# start of Listing
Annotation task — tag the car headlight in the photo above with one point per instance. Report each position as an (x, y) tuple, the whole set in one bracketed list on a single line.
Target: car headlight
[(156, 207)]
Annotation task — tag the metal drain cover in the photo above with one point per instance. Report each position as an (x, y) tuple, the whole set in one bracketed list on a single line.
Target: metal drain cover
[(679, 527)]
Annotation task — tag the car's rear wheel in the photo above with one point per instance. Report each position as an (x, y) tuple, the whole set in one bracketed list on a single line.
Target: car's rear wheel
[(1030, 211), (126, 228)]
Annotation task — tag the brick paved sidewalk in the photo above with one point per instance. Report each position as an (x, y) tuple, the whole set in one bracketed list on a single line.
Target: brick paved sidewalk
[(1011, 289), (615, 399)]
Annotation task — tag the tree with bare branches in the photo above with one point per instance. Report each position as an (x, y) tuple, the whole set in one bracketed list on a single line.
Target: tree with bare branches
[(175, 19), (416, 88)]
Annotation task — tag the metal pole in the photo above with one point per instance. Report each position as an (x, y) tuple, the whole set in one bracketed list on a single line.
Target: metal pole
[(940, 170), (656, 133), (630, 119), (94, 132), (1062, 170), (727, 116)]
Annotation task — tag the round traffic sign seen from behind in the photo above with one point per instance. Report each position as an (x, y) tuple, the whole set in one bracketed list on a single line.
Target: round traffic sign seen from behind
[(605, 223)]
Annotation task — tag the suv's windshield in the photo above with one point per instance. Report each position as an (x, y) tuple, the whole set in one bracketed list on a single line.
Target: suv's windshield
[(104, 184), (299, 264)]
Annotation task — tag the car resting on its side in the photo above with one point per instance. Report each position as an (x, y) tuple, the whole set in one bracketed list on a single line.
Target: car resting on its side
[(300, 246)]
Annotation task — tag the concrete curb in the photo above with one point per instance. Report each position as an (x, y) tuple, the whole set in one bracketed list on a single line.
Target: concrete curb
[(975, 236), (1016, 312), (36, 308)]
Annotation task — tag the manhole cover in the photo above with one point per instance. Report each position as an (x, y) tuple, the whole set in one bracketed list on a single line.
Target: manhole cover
# end of Listing
### [The exercise]
Print every one of the records above again, word for word, changing nothing.

### [Answer for this exercise]
Annotation task — tag the car headlight in the photo above with one point per instance. Report each position as an (x, y) tuple, the whole set in one bracketed list on a single line.
Target: car headlight
[(156, 207)]
Annotation task — tag the metal drain cover in the photo above with one point per instance. Report each position as an (x, y) tuple, the whole set in one bracketed list on a single line.
Target: metal drain cover
[(679, 527)]
Annotation task — tag the car's rear wheel in the photo above with one point per instance. Report each position as an (x, y) tuple, the whole set in one bracketed list on a single line.
Target: car's rear wheel
[(1030, 211), (126, 228)]
Annotation task — tag the brick paved sidewalk in the photo above with one point per instance. Report each position as an (x, y) tuple, the whole set in one bracketed list on a single line.
Target: brick paved sidewalk
[(1011, 289), (615, 399)]
Annotation task — tag the tree with bare branches in the photo above with one point per instance. Report each position as an (x, y) tuple, the whole set in one bracketed list on a single line.
Target: tree with bare branches
[(175, 19), (416, 88)]
Annotation task — tag the metal pole in the photo above with one point per instance. Report each position as an (x, y) tuple, the whole set in one bracketed list on a single line.
Target: metal pole
[(940, 170), (656, 133), (630, 119), (94, 132), (1062, 170), (727, 116)]
Annotation task — tag the round traffic sign seen from behind in the photo above with one point per instance. Report each position as an (x, y) tuple, the whole set in one bracketed list on a single line.
Target: round traffic sign seen from behind
[(605, 223)]
Annotation task — tag the suv's windshield in the photo above with one point per instance. Report each position as an (x, y) tuple, the whole set in one bracketed list on a single line.
Target: suv's windshield
[(104, 184), (299, 264)]
Annotation task — tag the car resting on its side in the photo above with one point per instance. Report each position as an (x, y) tuple, the whole set in one bracketed list on a single line.
Target: car resting on its side
[(300, 246)]
Annotation task — tag the concrete curb in the photo above with one point per instance. Report each position as an (x, y) tuple, the whole set in one bracketed list on a single line.
Target: concrete curb
[(975, 236), (1016, 312), (36, 308)]
Annotation task — tag the manhole cover in the photo above with one point per instance. Report each position as an (x, y) tuple, the whole set in one bracketed list on a single line.
Target: manhole cover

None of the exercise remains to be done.